A block of data:
* START *
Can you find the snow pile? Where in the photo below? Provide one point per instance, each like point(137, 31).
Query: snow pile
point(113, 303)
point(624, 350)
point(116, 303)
* END *
◆ Work instructions
Rewrite the items above, changing every "snow pile" to "snowbank" and keeping everything else the same.

◆ Output
Can you find the snowbank? Where in the photo below? Provide one point per instance, each like point(137, 31).
Query: snowbank
point(113, 303)
point(624, 350)
point(116, 303)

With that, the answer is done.